- Opening Delimiter -

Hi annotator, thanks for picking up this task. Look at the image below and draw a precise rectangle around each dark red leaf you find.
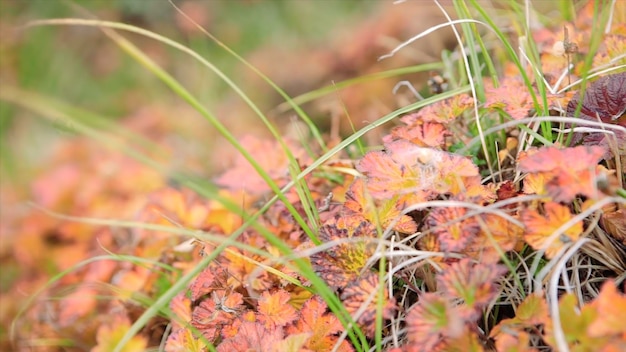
[567,72,626,156]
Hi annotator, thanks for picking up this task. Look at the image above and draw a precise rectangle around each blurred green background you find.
[0,0,378,184]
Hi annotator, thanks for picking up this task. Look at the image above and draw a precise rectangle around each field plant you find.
[1,0,625,351]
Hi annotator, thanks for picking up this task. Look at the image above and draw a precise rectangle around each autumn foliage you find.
[2,1,626,352]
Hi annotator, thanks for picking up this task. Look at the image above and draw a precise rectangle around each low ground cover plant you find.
[1,0,625,351]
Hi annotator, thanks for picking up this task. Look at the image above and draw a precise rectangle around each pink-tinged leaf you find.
[257,290,298,328]
[437,259,507,320]
[518,146,607,202]
[216,321,284,352]
[426,206,480,252]
[385,120,450,148]
[405,293,465,351]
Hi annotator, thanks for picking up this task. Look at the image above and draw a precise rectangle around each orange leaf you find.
[385,120,449,148]
[91,314,147,352]
[588,280,626,337]
[521,202,582,258]
[165,329,206,352]
[479,213,524,252]
[544,293,603,350]
[344,178,417,234]
[287,297,353,352]
[257,290,298,329]
[490,294,548,351]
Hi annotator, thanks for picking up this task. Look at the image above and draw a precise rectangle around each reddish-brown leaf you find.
[311,223,375,290]
[340,272,396,338]
[600,208,626,245]
[566,72,626,156]
[191,290,243,342]
[567,72,626,125]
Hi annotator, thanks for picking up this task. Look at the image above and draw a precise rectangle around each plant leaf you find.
[436,259,506,320]
[257,289,298,329]
[405,293,464,351]
[518,146,606,202]
[521,202,583,259]
[587,280,626,337]
[340,272,396,338]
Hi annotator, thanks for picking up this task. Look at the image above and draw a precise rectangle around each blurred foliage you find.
[0,0,375,181]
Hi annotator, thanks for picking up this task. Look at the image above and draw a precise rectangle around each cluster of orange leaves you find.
[2,1,626,352]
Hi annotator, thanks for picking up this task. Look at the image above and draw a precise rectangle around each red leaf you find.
[567,72,626,125]
[191,290,243,342]
[215,136,311,195]
[566,72,626,155]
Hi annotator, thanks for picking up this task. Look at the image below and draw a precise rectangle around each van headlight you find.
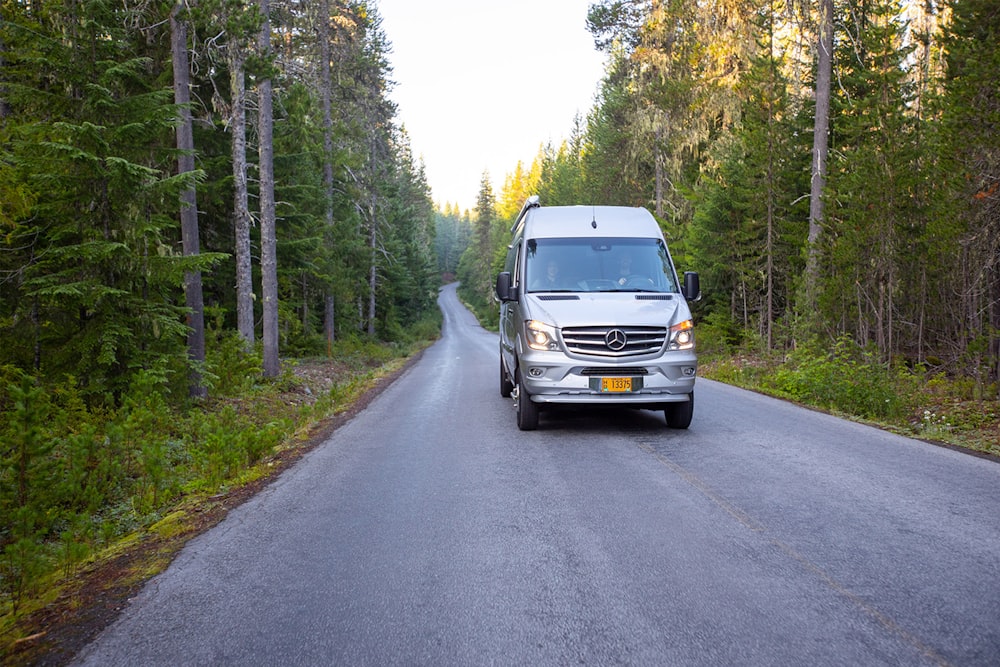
[668,320,694,350]
[525,320,560,351]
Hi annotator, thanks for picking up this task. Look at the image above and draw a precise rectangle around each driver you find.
[617,254,633,286]
[534,259,561,290]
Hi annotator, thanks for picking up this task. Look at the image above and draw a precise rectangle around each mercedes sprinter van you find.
[495,196,699,430]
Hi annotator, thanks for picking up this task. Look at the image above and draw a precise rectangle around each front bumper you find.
[518,348,696,406]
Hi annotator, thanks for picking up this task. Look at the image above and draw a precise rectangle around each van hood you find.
[525,293,688,328]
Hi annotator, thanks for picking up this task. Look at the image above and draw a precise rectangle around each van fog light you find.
[528,367,545,378]
[682,367,696,377]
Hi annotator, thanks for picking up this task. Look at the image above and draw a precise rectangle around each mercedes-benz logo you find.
[605,328,627,351]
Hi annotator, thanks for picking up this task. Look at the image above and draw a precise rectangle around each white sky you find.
[376,1,608,211]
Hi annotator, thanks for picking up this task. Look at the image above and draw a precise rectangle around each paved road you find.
[73,283,1000,666]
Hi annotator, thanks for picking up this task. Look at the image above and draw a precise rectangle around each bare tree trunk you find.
[367,202,377,337]
[258,0,279,378]
[319,0,336,351]
[324,294,335,356]
[992,262,1000,397]
[320,0,334,227]
[654,125,664,218]
[765,11,776,352]
[171,1,207,399]
[804,0,833,302]
[231,38,254,348]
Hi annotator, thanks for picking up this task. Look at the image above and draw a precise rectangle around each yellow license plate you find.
[601,377,633,393]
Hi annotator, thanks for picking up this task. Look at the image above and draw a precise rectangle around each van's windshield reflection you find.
[525,237,678,294]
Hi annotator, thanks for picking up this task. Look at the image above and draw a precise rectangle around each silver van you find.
[494,196,700,430]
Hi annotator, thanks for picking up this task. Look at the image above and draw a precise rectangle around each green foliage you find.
[0,332,431,618]
[768,336,917,421]
[0,0,440,407]
[693,311,744,356]
[456,173,503,328]
[0,374,54,611]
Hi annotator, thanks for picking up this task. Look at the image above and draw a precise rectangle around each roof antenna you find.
[591,207,598,229]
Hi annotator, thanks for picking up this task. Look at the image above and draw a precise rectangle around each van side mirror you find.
[683,271,701,302]
[495,271,515,302]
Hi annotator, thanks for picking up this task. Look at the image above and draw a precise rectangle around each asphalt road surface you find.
[73,283,1000,666]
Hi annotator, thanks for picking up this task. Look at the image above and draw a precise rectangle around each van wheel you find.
[664,392,694,429]
[515,369,539,431]
[500,357,513,397]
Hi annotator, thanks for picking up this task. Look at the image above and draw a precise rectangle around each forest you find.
[1,0,441,399]
[454,0,998,409]
[1,0,442,623]
[0,0,998,640]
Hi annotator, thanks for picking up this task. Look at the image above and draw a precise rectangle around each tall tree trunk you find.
[319,0,336,351]
[367,200,377,337]
[324,294,336,356]
[258,0,279,378]
[171,1,207,399]
[992,262,1000,397]
[231,39,254,348]
[654,125,664,218]
[765,8,777,352]
[804,0,833,303]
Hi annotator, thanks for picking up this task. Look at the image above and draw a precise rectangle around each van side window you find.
[512,243,522,288]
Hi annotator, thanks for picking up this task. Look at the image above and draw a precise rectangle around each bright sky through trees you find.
[377,0,607,210]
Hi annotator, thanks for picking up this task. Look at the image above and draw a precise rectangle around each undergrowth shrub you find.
[768,335,917,420]
[0,319,436,623]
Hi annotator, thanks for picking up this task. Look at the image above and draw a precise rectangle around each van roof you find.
[523,205,662,239]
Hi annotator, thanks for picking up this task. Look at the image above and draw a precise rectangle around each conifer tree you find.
[0,1,199,398]
[820,0,919,360]
[939,0,1000,390]
[691,0,809,349]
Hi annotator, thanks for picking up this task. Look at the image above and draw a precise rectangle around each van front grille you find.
[580,367,649,376]
[562,326,668,357]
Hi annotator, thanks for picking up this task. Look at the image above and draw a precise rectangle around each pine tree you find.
[691,0,809,349]
[939,0,1000,390]
[0,1,203,399]
[819,0,919,360]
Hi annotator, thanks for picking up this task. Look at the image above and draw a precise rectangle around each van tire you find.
[515,368,539,431]
[500,357,513,397]
[664,392,694,429]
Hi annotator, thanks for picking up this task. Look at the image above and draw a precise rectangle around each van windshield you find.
[525,237,678,294]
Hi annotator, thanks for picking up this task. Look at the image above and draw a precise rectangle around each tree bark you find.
[258,0,279,378]
[654,125,664,218]
[171,1,207,399]
[804,0,833,301]
[319,0,336,350]
[367,199,377,337]
[231,37,254,348]
[324,294,335,356]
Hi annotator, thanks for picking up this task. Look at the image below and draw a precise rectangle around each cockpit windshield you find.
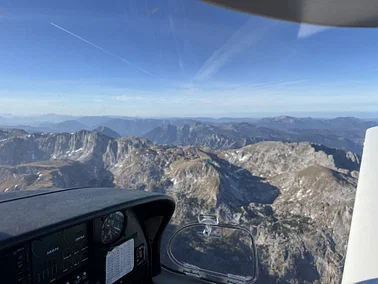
[0,0,376,283]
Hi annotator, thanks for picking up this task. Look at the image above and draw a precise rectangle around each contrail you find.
[50,22,156,77]
[169,16,183,70]
[194,19,278,82]
[50,22,131,63]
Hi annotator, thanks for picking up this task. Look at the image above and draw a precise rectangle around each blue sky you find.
[1,0,378,117]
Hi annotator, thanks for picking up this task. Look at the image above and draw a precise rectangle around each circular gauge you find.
[100,211,125,244]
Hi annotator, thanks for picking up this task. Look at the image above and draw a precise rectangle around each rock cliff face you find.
[0,130,360,283]
[219,142,358,283]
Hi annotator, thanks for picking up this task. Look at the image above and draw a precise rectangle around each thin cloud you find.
[194,18,275,82]
[115,95,146,102]
[2,89,378,116]
[247,79,309,90]
[112,91,378,112]
[50,22,156,77]
[169,16,183,70]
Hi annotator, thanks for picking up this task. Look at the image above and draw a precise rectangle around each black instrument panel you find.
[2,208,147,284]
[31,223,89,283]
[0,188,175,284]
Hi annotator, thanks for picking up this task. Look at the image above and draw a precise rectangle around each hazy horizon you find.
[0,112,377,122]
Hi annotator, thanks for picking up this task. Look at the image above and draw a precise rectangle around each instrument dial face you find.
[100,211,125,244]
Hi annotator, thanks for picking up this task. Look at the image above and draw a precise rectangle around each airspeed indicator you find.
[101,211,125,244]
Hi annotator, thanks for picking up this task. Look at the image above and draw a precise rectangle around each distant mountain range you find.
[94,118,172,137]
[0,116,374,155]
[257,115,376,130]
[0,129,360,283]
[144,122,283,149]
[144,121,365,154]
[0,114,376,129]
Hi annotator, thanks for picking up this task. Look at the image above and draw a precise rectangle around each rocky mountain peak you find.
[92,126,121,138]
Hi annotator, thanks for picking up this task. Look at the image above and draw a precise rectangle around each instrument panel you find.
[0,188,175,284]
[31,223,89,283]
[1,208,148,284]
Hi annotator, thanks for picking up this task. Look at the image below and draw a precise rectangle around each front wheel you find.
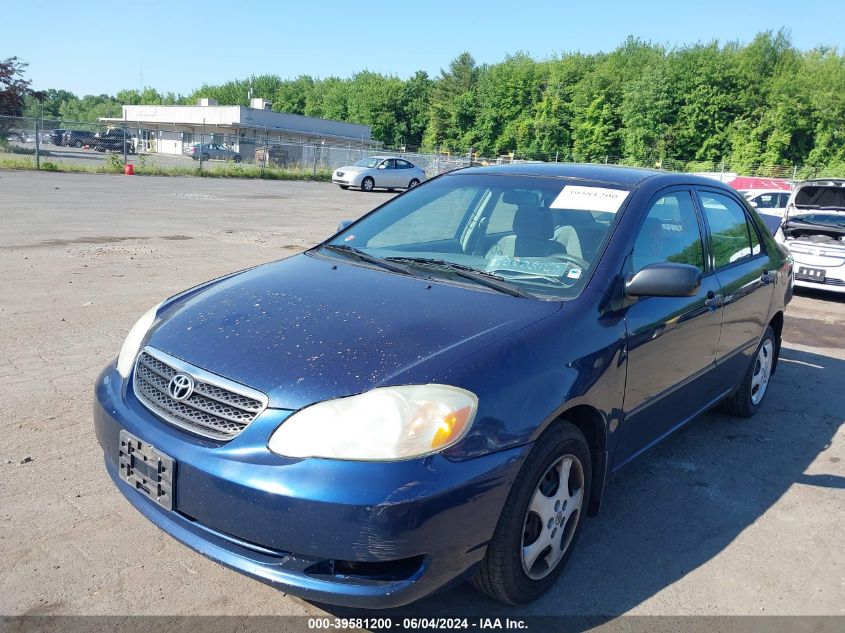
[722,325,776,417]
[408,178,420,188]
[233,155,242,163]
[74,140,83,148]
[361,177,375,192]
[201,153,210,162]
[472,422,591,604]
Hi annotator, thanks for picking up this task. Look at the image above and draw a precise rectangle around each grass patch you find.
[0,155,332,181]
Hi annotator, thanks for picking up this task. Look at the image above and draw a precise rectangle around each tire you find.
[722,325,776,418]
[361,177,375,192]
[233,155,242,163]
[408,178,421,188]
[201,153,210,162]
[339,185,349,190]
[472,422,591,604]
[74,140,83,148]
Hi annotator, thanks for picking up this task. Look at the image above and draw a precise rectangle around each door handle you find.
[761,270,776,285]
[704,291,723,310]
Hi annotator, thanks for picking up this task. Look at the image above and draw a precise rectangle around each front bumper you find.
[94,363,527,608]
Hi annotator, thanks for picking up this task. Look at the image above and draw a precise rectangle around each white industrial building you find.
[102,98,373,157]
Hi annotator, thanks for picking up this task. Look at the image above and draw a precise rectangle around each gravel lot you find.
[0,170,843,618]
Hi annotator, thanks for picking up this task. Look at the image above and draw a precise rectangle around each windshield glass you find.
[324,173,629,299]
[787,212,845,229]
[354,158,383,168]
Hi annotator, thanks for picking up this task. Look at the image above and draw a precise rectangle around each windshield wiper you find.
[385,257,531,298]
[321,244,415,275]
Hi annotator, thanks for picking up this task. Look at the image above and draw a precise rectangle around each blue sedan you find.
[94,164,792,607]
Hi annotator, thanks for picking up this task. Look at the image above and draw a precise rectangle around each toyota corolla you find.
[95,164,792,607]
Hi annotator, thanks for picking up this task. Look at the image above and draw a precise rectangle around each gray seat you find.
[487,199,567,258]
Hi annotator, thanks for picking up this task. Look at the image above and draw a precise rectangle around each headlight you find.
[116,302,162,378]
[268,385,478,461]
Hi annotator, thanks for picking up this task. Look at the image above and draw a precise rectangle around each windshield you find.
[324,174,629,299]
[787,213,845,229]
[354,158,383,168]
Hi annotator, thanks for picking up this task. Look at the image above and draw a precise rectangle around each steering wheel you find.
[545,252,590,270]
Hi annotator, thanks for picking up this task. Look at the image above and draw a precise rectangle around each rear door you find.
[616,187,724,467]
[695,188,776,392]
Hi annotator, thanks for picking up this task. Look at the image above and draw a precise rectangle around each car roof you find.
[451,162,736,190]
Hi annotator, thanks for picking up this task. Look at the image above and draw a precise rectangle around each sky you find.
[4,0,845,96]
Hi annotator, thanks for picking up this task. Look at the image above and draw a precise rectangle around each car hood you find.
[335,166,369,174]
[146,253,561,410]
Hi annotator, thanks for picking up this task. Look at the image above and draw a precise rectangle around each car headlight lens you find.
[268,385,478,460]
[116,303,161,378]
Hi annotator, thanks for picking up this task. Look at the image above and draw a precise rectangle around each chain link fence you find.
[2,114,842,183]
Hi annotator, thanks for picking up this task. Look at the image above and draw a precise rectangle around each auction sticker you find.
[550,185,629,213]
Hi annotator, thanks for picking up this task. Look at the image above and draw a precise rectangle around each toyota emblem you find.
[168,373,195,401]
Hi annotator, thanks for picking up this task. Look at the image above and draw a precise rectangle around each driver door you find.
[615,188,724,468]
[376,159,397,187]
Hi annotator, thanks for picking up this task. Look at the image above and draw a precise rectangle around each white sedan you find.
[333,156,426,192]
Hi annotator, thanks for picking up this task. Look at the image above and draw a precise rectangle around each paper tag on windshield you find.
[550,186,629,213]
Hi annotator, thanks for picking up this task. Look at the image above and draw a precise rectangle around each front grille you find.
[133,347,268,441]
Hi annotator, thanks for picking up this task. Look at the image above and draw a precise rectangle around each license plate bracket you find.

- Closing Delimiter -

→ ABOUT THIS EXERCISE
What you give back should be exactly the lines from the one with "white sedan you find." through the final line of the listing, and no others.

→ RESULT FOR THIS TASK
Hi annotator, thanks for picking up this task. Look at the image above and draw a precise rectangle around each white sedan you find.
[333,156,426,192]
Hi annotator, thanks for picking up this task. Look at the image above and draw a precise rectangle around each paper tag on windshield you find.
[550,186,629,213]
Hi annotator, thanks for picking up this task. Look at the image above and draw a precise rectangle around each front grille you find.
[133,347,268,441]
Hi annotator, thanks for picking up this task. Look at the image above and draw a precise rectangle around each license plate bracket you find.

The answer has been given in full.